### Directions for this task
Can you reproduce the stretch of the sleep-training post from "Sleep Training: Will" through "with a newborn." word for word?

### Study text

□ □ □ □ □ □ □

Sleep Training: Will It Ever End?

Unhappy in Crib

Ugh. Fia is waking up in the night….again. With baby Leroy just 2 weeks away, we gotta figure this out. I can’t have both of them up all night. I’ll lose my mind. Or at least more so than I already will with a newborn.

We sleep-trained her at 4.5 months. From then until this fall (so like 18 months) she was a consistent sleeper: Down at 7, up at 6:30-7. Never woke up in the night.

Then, right when we were packing/moving to LA, she began to wake up in the night. And getting up earlier, like 6:15-6:30. I figured it was all part of the chaos of the move.

But now we’ve been settled here for nearly 4 months, and instead of getting better, she’s regressing. Not only is she now waking up in the night, but she also gets up between 5 and 5:45. For good. Unless. Unless. Unless…we (ack) put her in bed with us. Then she sleeps until 6:30-7. I don’t sleep, but she does.

I have tried cracking the code. We got her this “bunny” alarm clock. When the light on the bottom is on, it shows the bunny sleeping and the moon. When the light on top shines, bunny is awake and the sun is shining. We’ve set it for 6:30 a.m., and explained to her when bunny wakes up, she can wake us up. I really do think she understands. I also think she chooses to ignore.

And now I’m finding that this middle of the night thing is getting out of control. She doesn’t go back down on her own. We have to go in and hold her. Sometimes it’s up to 4 times a night. Add to that, over the weekend she was up at 4:45. For good. I tried to “referber”. Went in at 5 ,10, 15 minute intervals. Can you believe she screamed straight until 6 a.m.?? No tears, just whining/screaming/squawking. Maddening. Phil and I were zombies all day Saturday and Sunday.

I enlisted the help of some of my friends who have all the books on sleep training. I even wrote my old Pediatrician in Brooklyn, Dr. Gold, this weekend asking for her insight/advice. Here is the consensus:

In the middle of the night, go into her room, don’t make eye contact, don’t say a word, don’t pick her up. Be completely mechanical, so it’s not like this is any type of reward. Lie her back down and walk out. It takes about 10 seconds.

□ □ □ □ □ □ □

### Information supplied
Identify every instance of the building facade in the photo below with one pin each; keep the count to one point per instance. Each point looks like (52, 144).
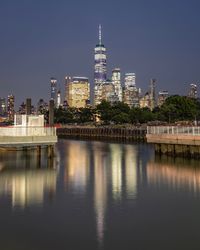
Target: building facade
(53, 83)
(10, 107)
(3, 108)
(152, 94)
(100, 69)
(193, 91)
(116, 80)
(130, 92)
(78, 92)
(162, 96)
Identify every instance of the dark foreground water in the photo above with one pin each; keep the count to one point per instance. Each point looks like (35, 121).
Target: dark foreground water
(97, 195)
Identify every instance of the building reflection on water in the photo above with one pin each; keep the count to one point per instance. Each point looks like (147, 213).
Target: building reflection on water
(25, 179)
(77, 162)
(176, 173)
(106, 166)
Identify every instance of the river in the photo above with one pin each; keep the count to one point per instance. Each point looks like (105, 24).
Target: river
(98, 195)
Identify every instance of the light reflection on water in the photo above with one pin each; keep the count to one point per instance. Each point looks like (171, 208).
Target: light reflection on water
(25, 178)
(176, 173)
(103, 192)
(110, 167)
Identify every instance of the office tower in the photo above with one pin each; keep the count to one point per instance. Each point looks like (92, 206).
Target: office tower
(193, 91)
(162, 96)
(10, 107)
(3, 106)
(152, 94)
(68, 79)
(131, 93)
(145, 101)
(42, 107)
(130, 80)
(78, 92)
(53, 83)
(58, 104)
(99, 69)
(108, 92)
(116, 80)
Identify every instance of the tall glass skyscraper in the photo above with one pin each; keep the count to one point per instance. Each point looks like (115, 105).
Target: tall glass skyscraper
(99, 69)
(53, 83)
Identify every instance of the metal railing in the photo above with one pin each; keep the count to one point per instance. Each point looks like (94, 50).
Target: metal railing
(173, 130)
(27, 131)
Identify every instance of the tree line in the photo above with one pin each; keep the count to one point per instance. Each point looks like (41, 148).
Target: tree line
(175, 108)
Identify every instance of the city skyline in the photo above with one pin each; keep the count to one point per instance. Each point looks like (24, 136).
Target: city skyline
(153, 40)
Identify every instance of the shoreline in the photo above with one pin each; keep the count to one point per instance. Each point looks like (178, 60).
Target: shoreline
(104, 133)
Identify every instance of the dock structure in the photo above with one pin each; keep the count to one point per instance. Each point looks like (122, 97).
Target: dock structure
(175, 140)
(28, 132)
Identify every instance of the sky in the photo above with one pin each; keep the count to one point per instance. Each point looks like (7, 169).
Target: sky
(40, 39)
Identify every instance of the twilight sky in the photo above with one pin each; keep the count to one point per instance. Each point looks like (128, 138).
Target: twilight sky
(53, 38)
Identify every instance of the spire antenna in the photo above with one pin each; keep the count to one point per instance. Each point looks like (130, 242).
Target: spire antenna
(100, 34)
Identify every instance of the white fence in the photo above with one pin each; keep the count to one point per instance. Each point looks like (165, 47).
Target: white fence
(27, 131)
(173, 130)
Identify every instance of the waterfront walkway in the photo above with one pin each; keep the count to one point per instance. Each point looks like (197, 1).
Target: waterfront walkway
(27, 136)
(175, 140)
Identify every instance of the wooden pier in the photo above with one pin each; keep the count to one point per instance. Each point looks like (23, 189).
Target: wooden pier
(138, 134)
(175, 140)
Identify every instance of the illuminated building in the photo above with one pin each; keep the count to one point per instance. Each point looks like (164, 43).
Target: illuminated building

□ □ □ □ □ □ □

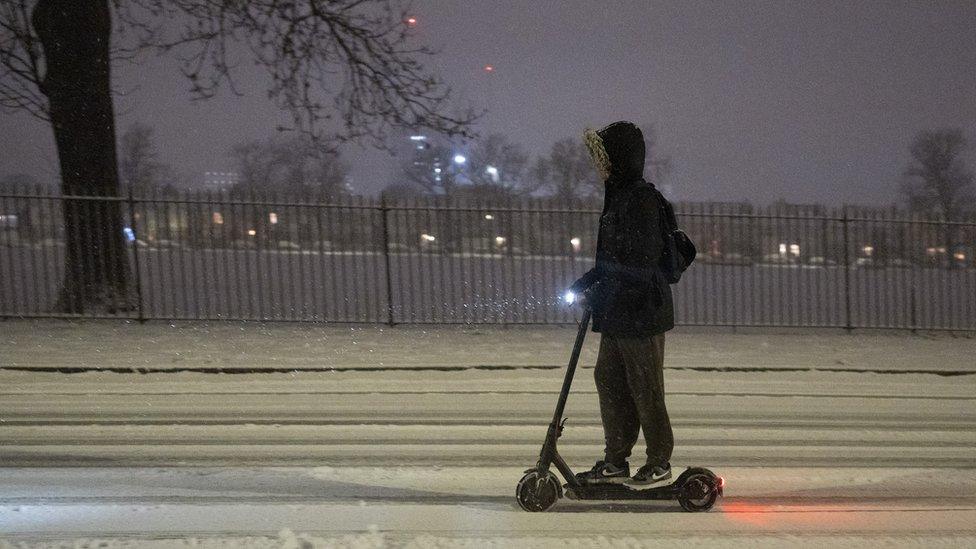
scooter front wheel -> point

□ □ □ □ □ □ □

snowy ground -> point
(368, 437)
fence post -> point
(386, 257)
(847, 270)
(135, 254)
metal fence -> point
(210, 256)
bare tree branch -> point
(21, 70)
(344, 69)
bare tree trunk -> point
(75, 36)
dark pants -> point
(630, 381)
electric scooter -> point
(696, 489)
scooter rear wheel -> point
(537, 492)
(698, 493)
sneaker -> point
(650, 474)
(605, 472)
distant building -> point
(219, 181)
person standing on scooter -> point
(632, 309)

□ □ □ □ □ □ □

### Written response
Sleep Training: Will It Ever End?

Unhappy in Crib

Ugh. Fia is waking up in the night….again. With baby Leroy just 2 weeks away, we gotta figure this out. I can’t have both of them up all night. I’ll lose my mind. Or at least more so than I already will with a newborn.